WORK REQUEST
Could you write out the items again, from the start through the line containing "168L118 184L122 185L121", with both ends included, changing every "rough mask" to "coarse mask" and leaving all else unchanged? Leave the pictures out of your answer.

******

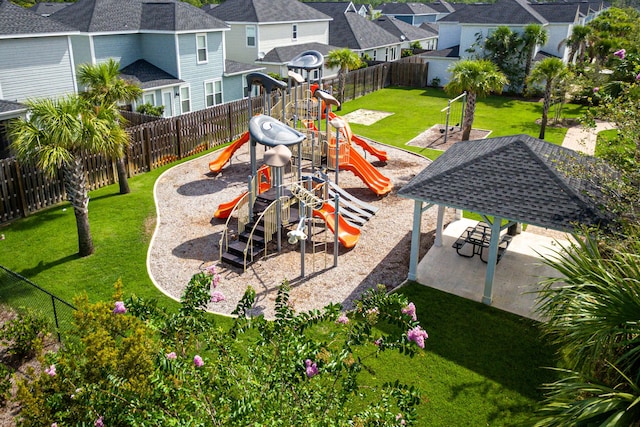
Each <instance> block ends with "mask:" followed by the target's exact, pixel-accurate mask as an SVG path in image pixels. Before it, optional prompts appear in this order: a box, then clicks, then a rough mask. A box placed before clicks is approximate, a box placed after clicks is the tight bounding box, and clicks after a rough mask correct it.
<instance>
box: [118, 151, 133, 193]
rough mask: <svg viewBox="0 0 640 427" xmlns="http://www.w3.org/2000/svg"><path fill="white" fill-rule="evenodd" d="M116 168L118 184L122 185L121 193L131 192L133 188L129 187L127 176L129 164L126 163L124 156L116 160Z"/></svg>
mask: <svg viewBox="0 0 640 427" xmlns="http://www.w3.org/2000/svg"><path fill="white" fill-rule="evenodd" d="M116 169H117V171H118V185H120V194H129V193H130V192H131V189H130V188H129V180H128V178H127V166H126V164H125V163H124V157H120V158H118V160H116Z"/></svg>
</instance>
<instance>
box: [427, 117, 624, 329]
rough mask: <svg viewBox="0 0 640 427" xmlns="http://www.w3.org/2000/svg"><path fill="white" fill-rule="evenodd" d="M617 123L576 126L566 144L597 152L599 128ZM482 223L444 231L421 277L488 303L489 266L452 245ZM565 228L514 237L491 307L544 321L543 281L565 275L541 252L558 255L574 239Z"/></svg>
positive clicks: (450, 227)
mask: <svg viewBox="0 0 640 427" xmlns="http://www.w3.org/2000/svg"><path fill="white" fill-rule="evenodd" d="M613 127H614V126H613V125H612V124H611V123H605V122H599V123H597V126H596V128H595V129H592V128H585V127H583V126H576V127H573V128H570V129H569V130H568V131H567V134H566V136H565V139H564V141H563V143H562V146H563V147H567V148H570V149H573V150H576V151H580V152H583V153H585V154H593V153H594V151H595V146H596V139H597V135H598V132H600V131H603V130H606V129H613ZM476 223H477V221H472V220H468V219H460V220H456V221H454V222H452V223H450V224H449V225H448V226H447V228H446V229H445V230H444V232H443V244H442V246H440V247H436V246H435V245H434V246H432V247H431V248H430V249H429V251H428V252H427V254H426V255H425V256H424V257H423V258H422V260H420V262H419V264H418V269H417V274H416V276H417V277H416V281H417V282H418V283H421V284H423V285H427V286H430V287H433V288H435V289H439V290H442V291H444V292H448V293H451V294H454V295H458V296H461V297H463V298H467V299H471V300H474V301H478V302H480V301H482V296H483V292H484V281H485V274H486V271H487V265H486V264H485V263H483V262H482V261H481V260H480V258H479V257H478V256H474V257H472V258H465V257H462V256H459V255H458V254H457V253H456V250H455V249H454V248H452V246H451V245H452V244H453V242H455V241H456V240H457V239H458V237H460V236H461V235H462V234H463V233H464V230H465V229H466V228H467V227H469V226H474V225H475V224H476ZM568 238H569V236H568V235H566V234H563V233H560V232H553V231H549V230H543V229H539V228H537V227H527V231H525V232H522V233H521V234H519V235H517V236H514V238H513V240H512V242H511V244H510V245H509V248H508V249H507V251H506V252H505V255H504V257H503V258H502V259H501V260H500V263H499V264H498V266H497V268H496V272H495V277H494V282H493V294H492V296H493V300H492V302H491V306H493V307H495V308H498V309H501V310H504V311H508V312H511V313H514V314H517V315H520V316H523V317H528V318H531V319H536V320H541V319H539V317H538V315H537V314H536V312H535V305H536V297H537V293H536V291H537V289H538V287H539V286H538V282H539V281H540V280H541V279H542V278H545V277H560V275H559V273H558V272H557V271H555V270H554V269H552V268H551V267H548V266H547V265H545V264H543V263H542V261H541V255H552V254H553V253H554V252H555V251H557V250H559V249H560V246H565V245H567V244H568V243H569V241H568Z"/></svg>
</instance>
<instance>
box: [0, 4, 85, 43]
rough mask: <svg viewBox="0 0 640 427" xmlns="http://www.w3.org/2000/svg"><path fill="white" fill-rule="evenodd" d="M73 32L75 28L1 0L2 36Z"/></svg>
mask: <svg viewBox="0 0 640 427" xmlns="http://www.w3.org/2000/svg"><path fill="white" fill-rule="evenodd" d="M72 32H75V30H74V29H73V28H70V27H68V26H66V25H63V24H61V23H59V22H56V21H52V20H51V19H49V18H45V17H44V16H41V15H38V14H37V13H34V12H32V11H30V10H27V9H25V8H23V7H20V6H17V5H15V4H13V3H11V2H10V1H9V0H0V36H3V35H10V36H11V35H23V36H30V35H34V34H52V33H54V34H60V33H72Z"/></svg>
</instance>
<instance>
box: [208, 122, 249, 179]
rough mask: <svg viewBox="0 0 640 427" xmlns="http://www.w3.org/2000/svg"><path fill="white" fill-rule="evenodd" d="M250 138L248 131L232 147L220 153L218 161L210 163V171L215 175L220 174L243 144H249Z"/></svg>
mask: <svg viewBox="0 0 640 427" xmlns="http://www.w3.org/2000/svg"><path fill="white" fill-rule="evenodd" d="M249 138H250V136H249V132H248V131H247V132H245V133H243V134H242V136H240V138H238V139H236V140H235V141H233V142H232V143H231V145H229V146H228V147H227V148H225V149H224V150H222V153H220V155H219V156H218V158H217V159H215V160H214V161H212V162H210V163H209V170H210V171H211V172H213V173H219V172H220V171H221V170H222V168H223V167H224V165H226V164H227V162H228V161H229V159H231V156H233V153H235V152H236V150H237V149H238V148H240V147H241V146H242V144H246V143H247V142H249Z"/></svg>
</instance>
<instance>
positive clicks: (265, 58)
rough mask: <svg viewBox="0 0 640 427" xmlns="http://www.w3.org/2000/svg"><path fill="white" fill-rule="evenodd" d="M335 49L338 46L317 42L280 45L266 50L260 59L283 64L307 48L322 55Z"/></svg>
mask: <svg viewBox="0 0 640 427" xmlns="http://www.w3.org/2000/svg"><path fill="white" fill-rule="evenodd" d="M336 49H339V48H337V47H335V46H331V45H328V44H322V43H317V42H311V43H302V44H294V45H289V46H281V47H276V48H273V49H271V50H270V51H269V52H267V54H266V55H265V56H264V58H263V59H262V61H263V62H271V63H274V64H284V63H287V62H289V61H291V60H292V59H293V58H295V57H296V56H298V55H299V54H301V53H302V52H305V51H307V50H315V51H318V52H320V53H321V54H322V56H327V55H328V54H329V52H331V51H332V50H336Z"/></svg>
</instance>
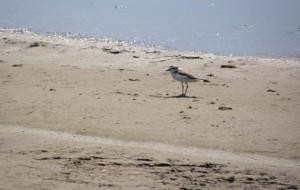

******

PROBLEM SOLUTION
Each <instance> block ends with "mask:" followed by the target's exact, pixel-accurate mask as an SVG path in image pixels. Before it, optional prompts appear in this order: a box, then clicks, then a coarse mask. A box placed before clicks is approximate, a box placed after clicks is the tight bounding box, and clicks after a coarse mask correct it.
<instance>
box: [118, 151, 133, 193]
coarse mask: <svg viewBox="0 0 640 427" xmlns="http://www.w3.org/2000/svg"><path fill="white" fill-rule="evenodd" d="M116 168L118 184L122 185L121 193L131 192L133 188L129 187L127 176L129 164L126 163L124 156L116 160Z"/></svg>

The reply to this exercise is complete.